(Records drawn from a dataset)
"""

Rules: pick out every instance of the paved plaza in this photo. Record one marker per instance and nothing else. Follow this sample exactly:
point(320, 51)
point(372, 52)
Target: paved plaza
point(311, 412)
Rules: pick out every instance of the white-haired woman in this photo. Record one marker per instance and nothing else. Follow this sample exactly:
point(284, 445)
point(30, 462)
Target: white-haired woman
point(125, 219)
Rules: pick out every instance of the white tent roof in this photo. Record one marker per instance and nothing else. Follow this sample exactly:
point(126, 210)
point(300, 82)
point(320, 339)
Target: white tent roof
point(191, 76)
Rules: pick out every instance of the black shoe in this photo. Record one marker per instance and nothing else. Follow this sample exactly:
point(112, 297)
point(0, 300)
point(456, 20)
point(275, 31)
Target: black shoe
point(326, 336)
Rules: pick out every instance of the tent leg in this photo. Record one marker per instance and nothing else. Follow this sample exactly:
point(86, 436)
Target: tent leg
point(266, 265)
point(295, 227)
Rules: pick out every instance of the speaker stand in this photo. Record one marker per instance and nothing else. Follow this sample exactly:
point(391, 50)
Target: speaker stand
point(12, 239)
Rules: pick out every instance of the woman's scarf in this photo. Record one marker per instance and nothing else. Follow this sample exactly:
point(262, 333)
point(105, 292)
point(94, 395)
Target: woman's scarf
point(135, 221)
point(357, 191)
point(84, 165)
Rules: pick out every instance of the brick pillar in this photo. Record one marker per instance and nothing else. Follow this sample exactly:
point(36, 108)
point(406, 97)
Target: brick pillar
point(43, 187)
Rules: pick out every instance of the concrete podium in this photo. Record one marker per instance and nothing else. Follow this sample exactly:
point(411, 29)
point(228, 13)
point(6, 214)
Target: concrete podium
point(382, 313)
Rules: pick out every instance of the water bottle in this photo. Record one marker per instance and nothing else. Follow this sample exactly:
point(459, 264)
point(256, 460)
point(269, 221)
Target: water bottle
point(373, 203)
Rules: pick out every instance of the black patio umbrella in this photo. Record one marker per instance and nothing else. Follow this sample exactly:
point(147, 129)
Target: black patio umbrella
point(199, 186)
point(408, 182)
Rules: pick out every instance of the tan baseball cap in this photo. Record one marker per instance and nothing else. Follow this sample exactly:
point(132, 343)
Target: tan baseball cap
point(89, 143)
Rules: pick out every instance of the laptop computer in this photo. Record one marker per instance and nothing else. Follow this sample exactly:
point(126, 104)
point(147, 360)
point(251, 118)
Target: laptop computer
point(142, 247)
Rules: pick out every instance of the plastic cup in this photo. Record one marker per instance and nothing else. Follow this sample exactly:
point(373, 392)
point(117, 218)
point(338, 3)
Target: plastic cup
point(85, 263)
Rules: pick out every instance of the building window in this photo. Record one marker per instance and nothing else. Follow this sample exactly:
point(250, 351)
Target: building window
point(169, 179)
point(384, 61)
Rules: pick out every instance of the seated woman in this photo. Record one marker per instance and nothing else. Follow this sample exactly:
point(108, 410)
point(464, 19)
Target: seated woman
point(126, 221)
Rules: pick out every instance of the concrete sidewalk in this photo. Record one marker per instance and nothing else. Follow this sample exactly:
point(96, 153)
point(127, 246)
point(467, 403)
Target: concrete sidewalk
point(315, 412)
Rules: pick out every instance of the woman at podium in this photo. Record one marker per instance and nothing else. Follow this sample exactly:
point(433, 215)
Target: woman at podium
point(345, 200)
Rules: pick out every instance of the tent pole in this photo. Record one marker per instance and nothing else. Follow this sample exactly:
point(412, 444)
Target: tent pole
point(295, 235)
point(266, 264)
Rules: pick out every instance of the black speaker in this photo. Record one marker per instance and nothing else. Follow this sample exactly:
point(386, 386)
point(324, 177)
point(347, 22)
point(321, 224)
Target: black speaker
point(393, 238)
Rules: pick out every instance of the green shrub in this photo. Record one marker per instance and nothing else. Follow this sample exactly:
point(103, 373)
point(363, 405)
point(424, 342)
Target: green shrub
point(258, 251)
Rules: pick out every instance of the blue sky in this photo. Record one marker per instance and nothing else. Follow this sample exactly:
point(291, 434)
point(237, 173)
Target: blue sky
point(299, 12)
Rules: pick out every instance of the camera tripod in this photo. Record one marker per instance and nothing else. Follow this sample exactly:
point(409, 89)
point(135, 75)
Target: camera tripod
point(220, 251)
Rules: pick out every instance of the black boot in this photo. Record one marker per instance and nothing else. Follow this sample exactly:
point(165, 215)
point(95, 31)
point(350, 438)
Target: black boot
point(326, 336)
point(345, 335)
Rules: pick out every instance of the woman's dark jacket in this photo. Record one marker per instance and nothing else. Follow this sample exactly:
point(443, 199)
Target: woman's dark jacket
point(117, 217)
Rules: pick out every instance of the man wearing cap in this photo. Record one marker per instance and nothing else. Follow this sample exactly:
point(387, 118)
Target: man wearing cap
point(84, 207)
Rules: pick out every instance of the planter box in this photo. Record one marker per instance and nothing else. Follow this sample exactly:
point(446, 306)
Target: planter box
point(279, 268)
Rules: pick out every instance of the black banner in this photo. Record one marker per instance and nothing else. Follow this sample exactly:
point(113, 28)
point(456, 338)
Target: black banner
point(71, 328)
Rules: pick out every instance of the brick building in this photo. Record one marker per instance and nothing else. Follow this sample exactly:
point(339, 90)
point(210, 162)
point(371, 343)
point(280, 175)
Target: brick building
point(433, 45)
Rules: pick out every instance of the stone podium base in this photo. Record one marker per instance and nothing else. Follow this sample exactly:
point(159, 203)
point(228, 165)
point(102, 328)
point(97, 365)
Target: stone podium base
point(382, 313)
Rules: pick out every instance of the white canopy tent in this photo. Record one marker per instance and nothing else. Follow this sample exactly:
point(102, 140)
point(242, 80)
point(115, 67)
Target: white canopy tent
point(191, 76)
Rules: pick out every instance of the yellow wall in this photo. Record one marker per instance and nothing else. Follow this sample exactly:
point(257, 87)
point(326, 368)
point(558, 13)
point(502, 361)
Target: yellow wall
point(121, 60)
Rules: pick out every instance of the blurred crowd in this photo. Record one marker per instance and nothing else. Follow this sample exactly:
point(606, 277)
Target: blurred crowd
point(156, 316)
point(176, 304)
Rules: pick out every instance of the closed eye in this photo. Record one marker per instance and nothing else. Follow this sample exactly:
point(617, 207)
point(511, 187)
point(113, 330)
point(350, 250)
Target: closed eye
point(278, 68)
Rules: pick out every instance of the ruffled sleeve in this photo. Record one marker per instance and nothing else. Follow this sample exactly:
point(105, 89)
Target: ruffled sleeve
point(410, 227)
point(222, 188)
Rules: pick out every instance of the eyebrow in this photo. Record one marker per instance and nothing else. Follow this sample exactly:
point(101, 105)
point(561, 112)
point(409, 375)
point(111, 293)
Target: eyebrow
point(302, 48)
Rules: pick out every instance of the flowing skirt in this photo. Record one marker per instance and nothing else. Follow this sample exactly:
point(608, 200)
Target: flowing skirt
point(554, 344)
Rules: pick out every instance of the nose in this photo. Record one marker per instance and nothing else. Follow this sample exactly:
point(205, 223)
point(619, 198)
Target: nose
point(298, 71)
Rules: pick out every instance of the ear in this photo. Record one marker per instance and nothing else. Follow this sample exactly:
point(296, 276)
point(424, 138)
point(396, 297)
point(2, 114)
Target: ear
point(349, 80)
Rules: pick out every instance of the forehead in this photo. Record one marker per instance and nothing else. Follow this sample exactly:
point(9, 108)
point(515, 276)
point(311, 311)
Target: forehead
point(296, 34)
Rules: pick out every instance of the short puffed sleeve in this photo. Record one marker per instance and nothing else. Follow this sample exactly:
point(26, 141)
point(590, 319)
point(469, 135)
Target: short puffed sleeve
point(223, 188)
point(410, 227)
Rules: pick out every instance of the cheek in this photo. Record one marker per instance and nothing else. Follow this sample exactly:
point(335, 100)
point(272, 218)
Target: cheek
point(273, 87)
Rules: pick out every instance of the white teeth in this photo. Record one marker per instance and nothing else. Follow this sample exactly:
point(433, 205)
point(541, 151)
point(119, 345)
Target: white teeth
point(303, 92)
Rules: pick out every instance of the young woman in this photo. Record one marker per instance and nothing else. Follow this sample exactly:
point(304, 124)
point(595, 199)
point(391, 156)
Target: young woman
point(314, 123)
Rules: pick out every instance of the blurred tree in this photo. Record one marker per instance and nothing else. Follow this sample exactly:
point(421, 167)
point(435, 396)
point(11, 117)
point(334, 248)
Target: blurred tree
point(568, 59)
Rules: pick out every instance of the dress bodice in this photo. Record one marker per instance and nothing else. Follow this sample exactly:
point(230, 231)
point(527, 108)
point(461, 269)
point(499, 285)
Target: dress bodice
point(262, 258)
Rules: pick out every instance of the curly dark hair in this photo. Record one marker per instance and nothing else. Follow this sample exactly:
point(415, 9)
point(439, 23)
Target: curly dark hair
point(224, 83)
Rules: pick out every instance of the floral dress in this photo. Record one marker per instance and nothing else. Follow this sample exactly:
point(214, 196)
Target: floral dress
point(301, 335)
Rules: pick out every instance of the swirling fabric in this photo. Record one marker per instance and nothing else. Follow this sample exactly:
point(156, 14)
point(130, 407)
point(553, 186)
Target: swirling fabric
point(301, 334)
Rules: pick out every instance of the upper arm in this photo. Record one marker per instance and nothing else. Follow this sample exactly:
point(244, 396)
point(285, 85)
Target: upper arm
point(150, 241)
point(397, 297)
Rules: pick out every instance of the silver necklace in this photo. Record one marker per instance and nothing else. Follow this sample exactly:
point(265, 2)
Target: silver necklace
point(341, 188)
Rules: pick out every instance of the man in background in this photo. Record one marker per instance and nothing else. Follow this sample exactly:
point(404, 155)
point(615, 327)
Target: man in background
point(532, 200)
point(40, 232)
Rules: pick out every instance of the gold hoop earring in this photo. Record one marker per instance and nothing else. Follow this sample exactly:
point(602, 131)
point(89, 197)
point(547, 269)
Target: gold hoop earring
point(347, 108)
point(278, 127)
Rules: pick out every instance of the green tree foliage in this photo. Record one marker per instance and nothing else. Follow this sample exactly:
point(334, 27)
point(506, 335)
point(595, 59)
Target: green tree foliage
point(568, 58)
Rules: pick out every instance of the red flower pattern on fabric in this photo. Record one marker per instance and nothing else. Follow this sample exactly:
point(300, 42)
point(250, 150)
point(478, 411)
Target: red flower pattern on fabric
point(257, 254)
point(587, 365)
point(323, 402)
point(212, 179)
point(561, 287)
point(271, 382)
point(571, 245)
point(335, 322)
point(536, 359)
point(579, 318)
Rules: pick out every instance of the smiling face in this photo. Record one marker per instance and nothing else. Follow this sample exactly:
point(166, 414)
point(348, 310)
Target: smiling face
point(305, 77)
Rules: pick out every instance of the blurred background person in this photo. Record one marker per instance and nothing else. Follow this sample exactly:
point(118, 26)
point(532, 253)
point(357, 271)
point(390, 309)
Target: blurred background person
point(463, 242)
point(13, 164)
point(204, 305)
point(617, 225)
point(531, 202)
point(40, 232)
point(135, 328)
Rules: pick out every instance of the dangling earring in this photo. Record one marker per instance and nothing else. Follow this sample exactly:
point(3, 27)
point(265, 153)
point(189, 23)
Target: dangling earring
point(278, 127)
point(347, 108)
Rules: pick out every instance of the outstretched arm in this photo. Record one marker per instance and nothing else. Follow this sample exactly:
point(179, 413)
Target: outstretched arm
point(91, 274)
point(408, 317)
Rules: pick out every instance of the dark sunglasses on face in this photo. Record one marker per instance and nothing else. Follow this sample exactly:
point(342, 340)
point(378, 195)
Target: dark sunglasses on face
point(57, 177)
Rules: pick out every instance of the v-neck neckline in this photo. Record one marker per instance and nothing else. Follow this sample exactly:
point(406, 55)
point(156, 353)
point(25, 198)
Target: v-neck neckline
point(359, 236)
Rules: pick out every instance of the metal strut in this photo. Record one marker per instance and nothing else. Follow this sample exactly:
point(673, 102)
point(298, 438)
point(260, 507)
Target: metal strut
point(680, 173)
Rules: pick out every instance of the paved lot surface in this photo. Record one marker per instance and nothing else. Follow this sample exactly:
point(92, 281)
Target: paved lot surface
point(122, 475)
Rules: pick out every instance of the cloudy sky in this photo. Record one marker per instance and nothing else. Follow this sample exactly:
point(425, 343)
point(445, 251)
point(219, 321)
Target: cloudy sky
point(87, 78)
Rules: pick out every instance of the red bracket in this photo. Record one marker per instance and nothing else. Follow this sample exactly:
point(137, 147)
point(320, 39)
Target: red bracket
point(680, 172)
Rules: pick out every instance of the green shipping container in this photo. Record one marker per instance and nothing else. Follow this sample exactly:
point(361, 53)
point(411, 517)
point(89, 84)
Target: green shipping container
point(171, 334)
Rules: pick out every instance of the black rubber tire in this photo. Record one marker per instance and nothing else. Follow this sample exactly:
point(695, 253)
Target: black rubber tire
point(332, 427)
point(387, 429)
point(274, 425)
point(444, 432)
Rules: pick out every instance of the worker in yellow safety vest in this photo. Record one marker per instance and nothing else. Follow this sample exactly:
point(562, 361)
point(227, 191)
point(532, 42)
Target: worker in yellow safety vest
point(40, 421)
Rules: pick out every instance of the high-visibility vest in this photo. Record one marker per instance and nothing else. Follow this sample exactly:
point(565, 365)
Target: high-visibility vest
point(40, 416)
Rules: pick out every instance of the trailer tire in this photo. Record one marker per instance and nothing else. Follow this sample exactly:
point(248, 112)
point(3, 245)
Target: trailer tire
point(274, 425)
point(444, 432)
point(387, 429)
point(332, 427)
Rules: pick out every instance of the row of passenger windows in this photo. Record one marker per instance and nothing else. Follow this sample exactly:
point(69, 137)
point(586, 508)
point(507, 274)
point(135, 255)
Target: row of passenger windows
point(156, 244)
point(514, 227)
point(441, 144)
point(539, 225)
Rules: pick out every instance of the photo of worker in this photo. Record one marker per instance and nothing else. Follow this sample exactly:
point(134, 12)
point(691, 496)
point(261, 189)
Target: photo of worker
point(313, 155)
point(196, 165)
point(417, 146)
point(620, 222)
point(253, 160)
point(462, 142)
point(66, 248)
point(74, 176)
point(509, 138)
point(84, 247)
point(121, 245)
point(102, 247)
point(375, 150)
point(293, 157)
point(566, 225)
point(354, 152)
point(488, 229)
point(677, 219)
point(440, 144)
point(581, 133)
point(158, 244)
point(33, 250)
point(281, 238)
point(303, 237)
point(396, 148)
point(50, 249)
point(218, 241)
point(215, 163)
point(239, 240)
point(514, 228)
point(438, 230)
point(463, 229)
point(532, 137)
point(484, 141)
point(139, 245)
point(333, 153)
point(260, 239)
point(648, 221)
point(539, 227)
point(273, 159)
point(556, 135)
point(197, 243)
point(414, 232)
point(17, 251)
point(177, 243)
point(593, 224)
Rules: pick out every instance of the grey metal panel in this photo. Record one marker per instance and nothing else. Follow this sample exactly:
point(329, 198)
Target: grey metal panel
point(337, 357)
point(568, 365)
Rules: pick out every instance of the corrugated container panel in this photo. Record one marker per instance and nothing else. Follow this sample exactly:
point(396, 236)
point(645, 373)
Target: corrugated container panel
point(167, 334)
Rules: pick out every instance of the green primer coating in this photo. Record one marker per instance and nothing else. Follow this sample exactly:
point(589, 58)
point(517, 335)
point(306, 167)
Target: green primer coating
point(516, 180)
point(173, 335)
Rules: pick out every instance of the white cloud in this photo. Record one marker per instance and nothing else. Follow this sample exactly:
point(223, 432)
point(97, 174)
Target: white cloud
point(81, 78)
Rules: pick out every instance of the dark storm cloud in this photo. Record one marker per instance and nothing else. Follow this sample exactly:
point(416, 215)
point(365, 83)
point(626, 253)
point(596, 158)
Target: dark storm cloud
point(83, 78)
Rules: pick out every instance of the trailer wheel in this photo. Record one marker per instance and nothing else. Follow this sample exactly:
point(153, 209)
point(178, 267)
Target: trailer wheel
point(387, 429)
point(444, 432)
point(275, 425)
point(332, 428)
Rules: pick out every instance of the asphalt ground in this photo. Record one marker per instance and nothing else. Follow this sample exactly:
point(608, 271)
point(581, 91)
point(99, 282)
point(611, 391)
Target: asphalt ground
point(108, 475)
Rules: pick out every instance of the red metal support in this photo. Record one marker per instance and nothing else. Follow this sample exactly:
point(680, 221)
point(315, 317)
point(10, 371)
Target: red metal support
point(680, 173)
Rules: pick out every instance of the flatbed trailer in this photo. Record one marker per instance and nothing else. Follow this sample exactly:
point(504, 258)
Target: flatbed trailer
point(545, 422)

"""

Between the first line of the entries above and the line with "point(30, 462)", both included, copy every line exactly and nothing outside that range.

Rules: pick out every instance of the paved plaza in this photo. Record one marker per instance and nothing else. Follow this sample exactly:
point(320, 51)
point(372, 52)
Target: paved plaza
point(311, 412)
Rules: pick out every instance of the white-haired woman in this photo. Record one marker per instance and nothing else. Follow this sample exactly:
point(284, 445)
point(30, 462)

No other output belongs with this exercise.